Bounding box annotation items

--

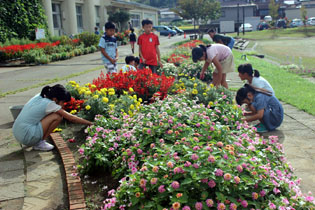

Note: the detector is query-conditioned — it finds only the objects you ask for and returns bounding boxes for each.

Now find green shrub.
[78,32,100,47]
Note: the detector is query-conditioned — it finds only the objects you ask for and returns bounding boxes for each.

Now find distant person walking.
[192,44,235,88]
[129,28,137,54]
[208,28,235,50]
[13,84,93,151]
[98,22,118,74]
[138,19,163,74]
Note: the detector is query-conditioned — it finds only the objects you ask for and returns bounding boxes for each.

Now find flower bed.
[61,39,315,210]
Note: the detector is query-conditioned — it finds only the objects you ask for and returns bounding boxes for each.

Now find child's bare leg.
[41,113,62,139]
[221,74,229,89]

--

*SET EXERCISE*
Rewrite the items above, substituting "localizer" for every occurrence of "detector" and keeping everything else the same. Omit the pictures.

*WORKED ANSWER*
Note: the localizer is query-conditioned — it finds only the objects you ask for and returns bounding boxes for each.

Now find green shrub.
[78,32,100,47]
Note: the localizer is query-conditioned — it finds only the objects you ask for and returns bounding boxes for each.

Now find distant person walking.
[192,44,235,88]
[129,28,137,54]
[208,28,235,50]
[13,84,93,151]
[98,22,118,74]
[138,19,163,74]
Note: the localizer is query-conditioned — it finds only the objects you ask for and returns bounding boxes for each.

Now find flower bed.
[61,39,315,210]
Note: the localizer is query-conditioned — it finds only the objects you ask for and returns bounding boxes for each.

Now find child's bare leg.
[41,113,62,139]
[221,74,229,89]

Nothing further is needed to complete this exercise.